__Exercise aim__.
Please update all the items below by replacing every "bounding box" with "enclosing rectangle" and leaving everything else unchanged. Omit the pictures from your answer.

__Data excerpts__.
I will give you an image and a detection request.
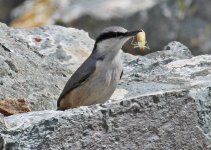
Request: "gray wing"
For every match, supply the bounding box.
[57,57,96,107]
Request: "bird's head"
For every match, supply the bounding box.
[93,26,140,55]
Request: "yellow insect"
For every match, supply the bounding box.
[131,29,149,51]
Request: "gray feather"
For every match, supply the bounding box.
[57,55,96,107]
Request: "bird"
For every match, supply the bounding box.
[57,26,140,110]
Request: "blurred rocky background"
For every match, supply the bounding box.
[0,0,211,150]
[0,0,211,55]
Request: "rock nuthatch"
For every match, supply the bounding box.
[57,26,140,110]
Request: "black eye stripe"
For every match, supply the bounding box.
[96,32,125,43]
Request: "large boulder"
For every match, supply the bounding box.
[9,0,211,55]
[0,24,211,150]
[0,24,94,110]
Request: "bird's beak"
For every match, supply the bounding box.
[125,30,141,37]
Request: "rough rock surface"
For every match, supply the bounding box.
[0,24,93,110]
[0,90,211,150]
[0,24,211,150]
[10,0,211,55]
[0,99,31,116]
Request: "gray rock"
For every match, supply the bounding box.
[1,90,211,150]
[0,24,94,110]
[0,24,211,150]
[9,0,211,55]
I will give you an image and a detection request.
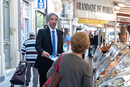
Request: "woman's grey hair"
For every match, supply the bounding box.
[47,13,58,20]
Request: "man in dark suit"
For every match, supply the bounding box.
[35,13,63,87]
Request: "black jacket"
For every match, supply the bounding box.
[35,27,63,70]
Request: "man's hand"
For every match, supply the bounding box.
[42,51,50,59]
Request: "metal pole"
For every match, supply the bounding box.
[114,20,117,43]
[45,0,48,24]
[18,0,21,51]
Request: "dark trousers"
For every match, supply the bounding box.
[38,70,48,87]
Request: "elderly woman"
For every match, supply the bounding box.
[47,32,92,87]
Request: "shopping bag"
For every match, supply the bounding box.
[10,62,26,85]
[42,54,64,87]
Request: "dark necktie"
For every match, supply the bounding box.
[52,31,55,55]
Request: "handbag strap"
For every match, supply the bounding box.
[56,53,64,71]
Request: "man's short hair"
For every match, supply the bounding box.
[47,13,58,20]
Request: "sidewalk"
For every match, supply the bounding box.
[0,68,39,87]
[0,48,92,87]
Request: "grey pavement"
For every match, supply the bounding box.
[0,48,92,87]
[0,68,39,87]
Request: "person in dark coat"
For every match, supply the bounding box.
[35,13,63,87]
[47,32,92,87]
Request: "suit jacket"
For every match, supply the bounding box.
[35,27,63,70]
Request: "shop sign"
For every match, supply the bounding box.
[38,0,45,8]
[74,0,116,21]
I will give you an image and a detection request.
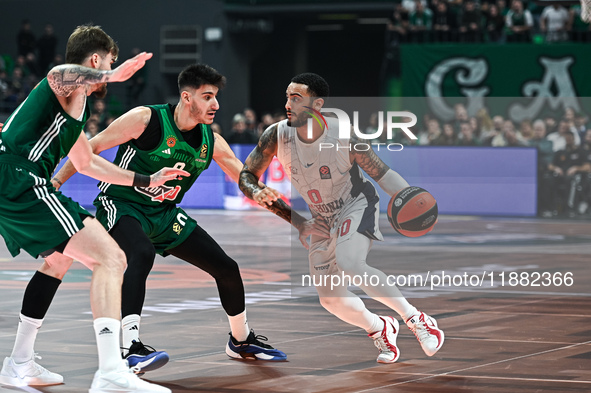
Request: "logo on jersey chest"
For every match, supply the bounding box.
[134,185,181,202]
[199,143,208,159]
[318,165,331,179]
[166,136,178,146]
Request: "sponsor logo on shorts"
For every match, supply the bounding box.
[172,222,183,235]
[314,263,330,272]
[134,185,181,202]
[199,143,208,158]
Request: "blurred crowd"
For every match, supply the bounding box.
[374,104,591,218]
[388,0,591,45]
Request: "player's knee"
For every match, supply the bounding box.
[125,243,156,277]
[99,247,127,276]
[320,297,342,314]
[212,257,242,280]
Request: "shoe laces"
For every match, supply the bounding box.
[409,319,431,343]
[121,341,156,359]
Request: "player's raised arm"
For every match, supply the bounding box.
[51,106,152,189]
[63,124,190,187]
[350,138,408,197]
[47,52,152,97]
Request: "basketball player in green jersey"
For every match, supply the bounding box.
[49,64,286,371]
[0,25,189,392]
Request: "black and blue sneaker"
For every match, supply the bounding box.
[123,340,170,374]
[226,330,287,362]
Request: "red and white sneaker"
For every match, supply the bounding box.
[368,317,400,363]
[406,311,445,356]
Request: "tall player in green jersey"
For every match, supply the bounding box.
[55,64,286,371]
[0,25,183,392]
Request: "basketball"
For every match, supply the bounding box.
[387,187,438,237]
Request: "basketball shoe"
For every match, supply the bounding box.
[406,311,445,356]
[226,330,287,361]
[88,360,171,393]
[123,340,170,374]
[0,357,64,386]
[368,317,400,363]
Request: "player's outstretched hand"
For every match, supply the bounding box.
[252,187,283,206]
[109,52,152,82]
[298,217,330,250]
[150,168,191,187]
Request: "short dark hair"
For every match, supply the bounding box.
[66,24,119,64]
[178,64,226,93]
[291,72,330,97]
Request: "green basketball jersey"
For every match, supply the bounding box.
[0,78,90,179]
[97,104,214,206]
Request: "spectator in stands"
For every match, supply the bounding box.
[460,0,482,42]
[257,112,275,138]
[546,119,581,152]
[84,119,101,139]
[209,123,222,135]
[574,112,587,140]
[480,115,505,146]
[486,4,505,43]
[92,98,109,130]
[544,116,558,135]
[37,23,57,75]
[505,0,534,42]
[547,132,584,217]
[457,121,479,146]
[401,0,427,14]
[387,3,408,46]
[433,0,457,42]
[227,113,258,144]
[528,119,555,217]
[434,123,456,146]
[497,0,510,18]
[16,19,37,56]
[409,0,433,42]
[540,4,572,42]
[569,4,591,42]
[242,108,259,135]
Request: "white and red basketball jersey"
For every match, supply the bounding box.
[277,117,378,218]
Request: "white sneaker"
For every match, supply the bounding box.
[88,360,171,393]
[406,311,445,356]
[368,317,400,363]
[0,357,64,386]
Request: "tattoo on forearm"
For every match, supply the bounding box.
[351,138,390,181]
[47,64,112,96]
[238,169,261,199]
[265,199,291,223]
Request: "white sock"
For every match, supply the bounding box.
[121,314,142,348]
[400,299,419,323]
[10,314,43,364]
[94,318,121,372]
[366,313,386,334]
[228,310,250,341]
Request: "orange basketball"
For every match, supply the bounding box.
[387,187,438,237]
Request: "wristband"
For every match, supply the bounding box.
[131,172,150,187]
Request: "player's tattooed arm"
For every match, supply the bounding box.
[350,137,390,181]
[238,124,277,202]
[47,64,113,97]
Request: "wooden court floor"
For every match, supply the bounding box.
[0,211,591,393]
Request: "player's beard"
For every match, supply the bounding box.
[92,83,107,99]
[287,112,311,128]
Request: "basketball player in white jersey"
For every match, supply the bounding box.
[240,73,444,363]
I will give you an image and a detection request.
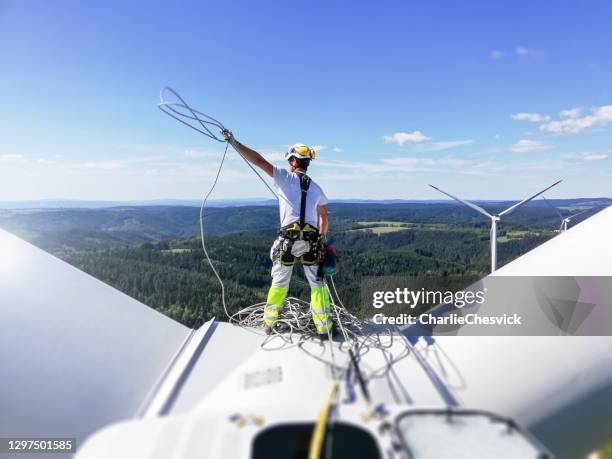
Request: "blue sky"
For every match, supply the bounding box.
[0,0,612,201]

__Finished task__.
I will give you an image and a detection request.
Request: "gray wing"
For every match, supply the enclosing rectangle.
[57,57,96,107]
Request: "bird's head"
For every match, supply the enclosing rectangle.
[93,26,140,55]
Request: "yellow insect"
For every match, supply the enclosing rectangle.
[131,29,149,51]
Request: "gray feather"
For every match, supply the enclosing rectangle.
[57,55,96,107]
Request: "bird"
For every match, supply the enclosing rectangle.
[57,26,140,110]
Request: "blurred rocky background"
For every match, supply the enclosing rectangle.
[0,0,211,150]
[0,0,211,55]
Request: "rock nuthatch"
For every match, supply the enclosing rectangle.
[57,26,140,110]
Request: "black eye stripe"
For every match, supply the enclosing rectangle.
[96,32,125,43]
Request: "large boulder"
For every match, supply the enclosing rectangle.
[9,0,211,55]
[0,24,211,150]
[0,24,94,110]
Request: "bird's beak"
For every match, supply the enclosing rectangle.
[125,30,141,37]
Request: "rough rock surface"
For every match, supply the enclosing rectangle.
[0,24,93,110]
[0,90,211,150]
[0,24,211,150]
[10,0,211,55]
[0,99,31,116]
Request: "gray rock"
For every match, supply the enclosing rectangle.
[1,90,211,150]
[0,24,94,110]
[0,24,211,150]
[9,0,211,55]
I will give you an image and a detection request.
Request: "woman's grey hair"
For every match, supply the enclosing rectangle.
[47,13,58,20]
Request: "man in dark suit"
For every match, supply the enclosing rectangle.
[35,13,63,87]
Request: "black jacket"
For every match, supply the enclosing rectangle.
[35,27,63,70]
Request: "man's hand"
For every match, supply the enclosing rectangle.
[42,51,50,59]
Request: "metal pole"
For every match, supply the enclosing rectangle.
[114,20,117,43]
[45,0,48,24]
[18,0,21,51]
Request: "dark trousers"
For every match, supply the enclosing rectangle.
[38,70,48,87]
Request: "elderly woman"
For every match, supply the enclosing rectangle.
[47,32,92,87]
Request: "shopping bag"
For every match, supply the enclosing rectangle.
[10,62,26,85]
[42,54,64,87]
Request: "dark necktie"
For every match, supply the enclosing rectangle.
[52,31,55,55]
Request: "handbag strap"
For every match, supply the enclosing rectangle.
[56,53,64,71]
Request: "man's short hair"
For every match, supply the enclosing rectangle.
[47,13,58,20]
Request: "sidewalk"
For every match, supply the enclosing rectangle.
[0,68,39,87]
[0,48,92,87]
Request: "grey pavement"
For every match, supply the enclosing rectangle.
[0,48,92,87]
[0,68,39,87]
Request: "person in dark coat"
For every match, supply the enclosing rectangle.
[35,13,63,87]
[47,32,92,87]
Request: "suit jacket"
For every match, supply the enclosing rectangle.
[35,27,63,70]
Request: "shop sign"
For every match, supply the enclosing rectangle.
[38,0,45,8]
[74,0,116,21]
I will give you an image and a detection request.
Request: "logo on jersey chest"
For every match, supply the enclosing rectangle.
[134,185,181,202]
[199,143,208,159]
[318,165,331,179]
[166,136,178,146]
Request: "sponsor logo on shorts"
For every match, supply the enclosing rectangle.
[172,222,183,235]
[314,263,330,272]
[134,185,181,202]
[199,143,208,158]
Request: "blurred crowd"
For every match, supply the enclosing rectangle.
[374,104,591,218]
[388,0,591,45]
Request: "player's knee"
For every match, supply the enclosing rectangle.
[125,243,156,277]
[99,247,127,276]
[320,297,342,314]
[212,257,242,280]
Request: "shoe laces"
For every match, supply the enclosing rectangle.
[409,319,431,343]
[121,341,156,359]
Request: "player's raised arm"
For every match, supply the enclosing rectangle.
[51,106,152,189]
[63,124,190,187]
[350,138,408,197]
[47,52,152,97]
Request: "basketball player in green jersey"
For every match, supply the enclosing rectangle.
[49,64,286,371]
[0,25,189,392]
Request: "black and blue sneaker"
For every match, supply the enclosing rectangle.
[123,340,170,374]
[226,330,287,362]
Request: "red and white sneaker"
For every match, supply the enclosing rectangle.
[368,317,400,363]
[406,311,445,356]
Request: "tall player in green jersey"
For every match, supply the enclosing rectangle.
[55,64,286,371]
[0,25,183,392]
Request: "basketball"
For every match, supply the enclosing rectangle.
[387,187,438,237]
Request: "basketball shoe"
For every match, supply the enclosing rectangle.
[406,311,445,356]
[226,330,287,361]
[88,360,171,393]
[123,340,170,374]
[0,357,64,386]
[368,317,400,363]
Request: "player's outstretched hand"
For every match, supply the enclosing rectangle.
[252,187,283,206]
[109,52,152,82]
[298,217,330,250]
[150,168,191,187]
Request: "short dark hair"
For every match, supply the enclosing rectangle.
[66,24,119,64]
[178,64,226,93]
[291,72,330,97]
Request: "green basketball jersey"
For every match, supply the enclosing rectangle.
[0,78,90,179]
[97,104,214,206]
Request: "spectator in stands"
For every match, supply the enclosing rectangle.
[460,0,482,42]
[257,112,275,138]
[546,119,581,152]
[84,119,101,139]
[209,123,222,135]
[574,112,587,140]
[480,115,505,146]
[486,4,505,43]
[92,98,109,130]
[544,116,558,135]
[37,23,57,75]
[505,0,534,42]
[547,132,584,217]
[457,121,479,146]
[401,0,427,14]
[387,3,408,46]
[433,0,457,42]
[227,113,258,144]
[528,119,555,217]
[434,123,456,146]
[497,0,510,18]
[16,19,37,56]
[409,0,433,42]
[540,4,572,42]
[569,4,591,42]
[242,108,259,135]
Request: "white and red basketball jersey"
For every match, supply the enclosing rectangle.
[277,117,378,218]
Request: "white sneaker"
For every match, supply the enclosing rectangle.
[88,360,171,393]
[406,311,445,356]
[368,317,400,363]
[0,357,64,386]
Request: "tattoo on forearm"
For every match, supply the enclosing rectangle.
[351,138,390,181]
[47,64,112,96]
[238,169,261,199]
[265,199,291,223]
Request: "white sock"
For every match, supply the enclosing rectangle.
[121,314,142,348]
[400,299,419,323]
[10,314,43,364]
[94,318,121,372]
[366,313,386,334]
[228,310,250,341]
Request: "orange basketball"
For every match, supply the enclosing rectangle.
[387,187,438,237]
Request: "wristband"
For every match, supply the enclosing rectangle.
[131,172,150,187]
Request: "player's tattooed arm"
For every match, supply the enclosing rectangle.
[350,137,390,181]
[238,124,277,202]
[47,64,113,97]
Request: "wooden court floor"
For every match, supply the enclosing rectangle.
[0,211,591,393]
Request: "player's beard"
For every match, supply the enclosing rectangle.
[92,83,107,99]
[287,112,311,128]
Request: "basketball player in white jersey"
For every match, supply the enclosing rectangle.
[240,73,444,363]
I will give you an image and a detection request.
Request: "blue sky"
For every match, supply the enclosing rectangle.
[0,0,612,201]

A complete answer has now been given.